→ TASK BRIEF
Return only the lines from the one that contains "Mark every instance of the sand dune" through the last line of the records below, exactly as they stand. Pictures are not part of the copy.

══ MATERIAL PROVIDED

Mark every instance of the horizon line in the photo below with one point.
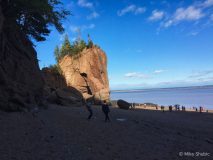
(163, 88)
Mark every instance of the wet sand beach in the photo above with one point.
(64, 133)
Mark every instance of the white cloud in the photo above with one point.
(208, 3)
(74, 28)
(130, 74)
(71, 4)
(190, 13)
(73, 39)
(62, 36)
(163, 2)
(93, 15)
(194, 33)
(91, 26)
(83, 27)
(83, 3)
(211, 17)
(193, 71)
(140, 10)
(130, 8)
(156, 15)
(140, 76)
(144, 76)
(201, 73)
(158, 71)
(167, 24)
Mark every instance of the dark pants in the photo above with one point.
(107, 117)
(91, 113)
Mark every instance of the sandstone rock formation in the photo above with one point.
(123, 104)
(57, 92)
(88, 74)
(21, 82)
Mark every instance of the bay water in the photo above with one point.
(187, 97)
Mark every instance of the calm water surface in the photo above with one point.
(188, 97)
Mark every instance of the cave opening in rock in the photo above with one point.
(84, 75)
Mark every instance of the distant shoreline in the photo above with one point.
(207, 86)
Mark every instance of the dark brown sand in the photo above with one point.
(64, 133)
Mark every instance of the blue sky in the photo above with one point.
(149, 44)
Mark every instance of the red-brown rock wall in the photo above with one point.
(88, 73)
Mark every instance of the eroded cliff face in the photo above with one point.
(88, 74)
(21, 83)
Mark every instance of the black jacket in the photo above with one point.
(105, 107)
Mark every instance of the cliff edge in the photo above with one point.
(88, 74)
(21, 82)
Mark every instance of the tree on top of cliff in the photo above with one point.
(34, 16)
(67, 49)
(56, 54)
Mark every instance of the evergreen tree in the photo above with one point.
(67, 46)
(79, 38)
(34, 16)
(57, 54)
(62, 51)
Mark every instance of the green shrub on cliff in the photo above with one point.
(34, 16)
(72, 50)
(56, 68)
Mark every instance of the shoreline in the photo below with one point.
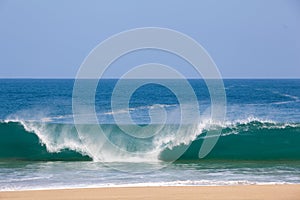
(238, 192)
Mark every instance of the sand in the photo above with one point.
(266, 192)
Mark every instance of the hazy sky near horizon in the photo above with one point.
(246, 39)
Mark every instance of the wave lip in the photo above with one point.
(250, 139)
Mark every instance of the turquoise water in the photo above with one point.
(40, 146)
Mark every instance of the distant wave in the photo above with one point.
(252, 139)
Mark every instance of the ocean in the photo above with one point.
(42, 148)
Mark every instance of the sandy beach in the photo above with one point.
(266, 192)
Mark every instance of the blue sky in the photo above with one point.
(51, 38)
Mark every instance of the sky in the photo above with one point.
(246, 39)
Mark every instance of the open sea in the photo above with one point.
(42, 148)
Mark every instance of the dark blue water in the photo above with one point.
(40, 146)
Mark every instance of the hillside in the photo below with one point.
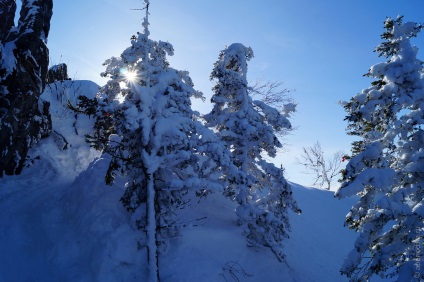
(60, 222)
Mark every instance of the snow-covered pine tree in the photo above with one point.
(144, 121)
(24, 59)
(248, 129)
(387, 166)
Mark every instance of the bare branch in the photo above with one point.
(325, 170)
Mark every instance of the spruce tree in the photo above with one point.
(144, 121)
(248, 128)
(387, 166)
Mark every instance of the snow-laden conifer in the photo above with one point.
(387, 166)
(144, 120)
(248, 128)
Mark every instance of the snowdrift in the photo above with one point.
(60, 222)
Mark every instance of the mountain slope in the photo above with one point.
(60, 222)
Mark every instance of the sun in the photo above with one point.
(130, 76)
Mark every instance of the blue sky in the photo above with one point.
(320, 49)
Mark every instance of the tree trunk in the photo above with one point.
(23, 120)
(152, 248)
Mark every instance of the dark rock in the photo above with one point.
(23, 118)
(57, 73)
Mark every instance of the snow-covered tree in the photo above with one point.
(387, 166)
(325, 170)
(144, 121)
(248, 128)
(24, 119)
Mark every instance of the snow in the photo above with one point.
(60, 222)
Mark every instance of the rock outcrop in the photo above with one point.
(23, 70)
(58, 73)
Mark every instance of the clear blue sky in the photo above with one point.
(319, 48)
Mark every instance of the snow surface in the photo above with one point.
(60, 222)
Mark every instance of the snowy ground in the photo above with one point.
(60, 222)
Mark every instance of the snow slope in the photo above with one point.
(60, 222)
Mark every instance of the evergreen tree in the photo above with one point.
(248, 129)
(144, 121)
(387, 166)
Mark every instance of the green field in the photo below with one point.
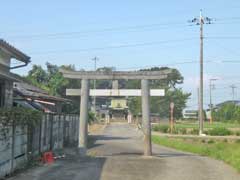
(228, 152)
(186, 124)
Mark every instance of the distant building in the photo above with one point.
(236, 102)
(190, 114)
(8, 53)
(118, 108)
(29, 96)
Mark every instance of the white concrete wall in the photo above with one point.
(51, 132)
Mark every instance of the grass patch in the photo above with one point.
(228, 152)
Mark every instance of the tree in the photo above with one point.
(54, 83)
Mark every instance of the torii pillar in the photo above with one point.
(83, 125)
(146, 120)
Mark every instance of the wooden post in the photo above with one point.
(83, 129)
(146, 123)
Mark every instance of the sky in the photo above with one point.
(130, 35)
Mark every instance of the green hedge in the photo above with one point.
(19, 116)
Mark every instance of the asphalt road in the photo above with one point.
(116, 154)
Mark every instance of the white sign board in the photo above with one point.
(115, 92)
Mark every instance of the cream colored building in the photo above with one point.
(8, 54)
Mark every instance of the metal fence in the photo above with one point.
(18, 144)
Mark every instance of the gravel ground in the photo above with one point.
(116, 154)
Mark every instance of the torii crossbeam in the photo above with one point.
(145, 92)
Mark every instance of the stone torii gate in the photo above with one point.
(145, 92)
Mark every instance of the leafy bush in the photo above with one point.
(161, 128)
(228, 112)
(237, 133)
(194, 131)
(219, 131)
(180, 130)
(19, 116)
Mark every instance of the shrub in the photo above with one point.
(219, 131)
(180, 131)
(237, 133)
(211, 141)
(19, 116)
(194, 131)
(161, 128)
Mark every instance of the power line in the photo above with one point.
(111, 29)
(112, 47)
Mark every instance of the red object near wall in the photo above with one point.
(48, 157)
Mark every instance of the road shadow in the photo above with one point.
(166, 155)
(92, 140)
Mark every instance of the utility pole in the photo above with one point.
(233, 87)
(201, 21)
(95, 59)
(171, 117)
(211, 105)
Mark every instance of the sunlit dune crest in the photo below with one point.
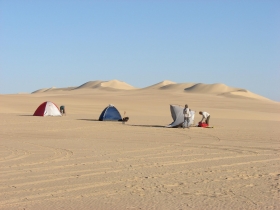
(219, 89)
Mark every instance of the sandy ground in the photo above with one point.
(78, 162)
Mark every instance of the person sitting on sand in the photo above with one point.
(205, 116)
(187, 116)
(62, 110)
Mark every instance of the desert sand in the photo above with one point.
(78, 162)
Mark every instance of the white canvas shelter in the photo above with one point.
(47, 109)
(178, 116)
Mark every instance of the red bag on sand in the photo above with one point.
(200, 124)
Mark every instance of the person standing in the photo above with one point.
(187, 116)
(62, 110)
(205, 116)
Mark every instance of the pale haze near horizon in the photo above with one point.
(67, 43)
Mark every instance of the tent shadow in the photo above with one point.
(88, 119)
(149, 126)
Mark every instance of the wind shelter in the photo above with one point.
(110, 113)
(47, 109)
(178, 116)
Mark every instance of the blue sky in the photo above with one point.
(141, 42)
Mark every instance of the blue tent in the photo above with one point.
(110, 113)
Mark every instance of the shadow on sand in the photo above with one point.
(88, 119)
(149, 126)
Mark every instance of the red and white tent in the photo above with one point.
(47, 109)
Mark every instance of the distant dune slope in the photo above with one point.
(160, 85)
(223, 90)
(196, 88)
(209, 88)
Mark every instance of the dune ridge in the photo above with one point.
(219, 89)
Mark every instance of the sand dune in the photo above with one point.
(160, 84)
(166, 85)
(217, 88)
(77, 162)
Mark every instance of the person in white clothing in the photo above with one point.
(187, 116)
(205, 116)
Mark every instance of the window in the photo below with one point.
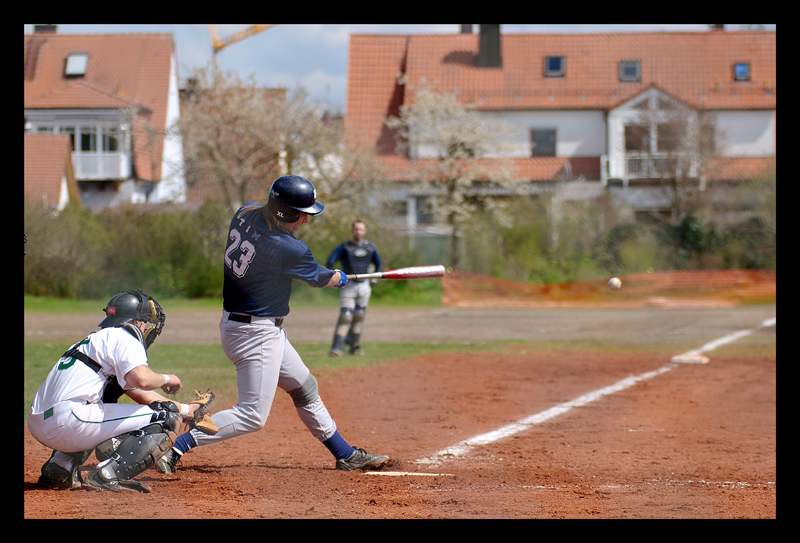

════

→ EXPECTED OUTPUT
Mark every instance of the sand dune in the photo above with one point.
(160, 84)
(166, 85)
(217, 88)
(77, 162)
Mark every instance of the person in white clothing in the photo above with one point.
(187, 116)
(205, 116)
Mark every instance of the window in the photo below with one point.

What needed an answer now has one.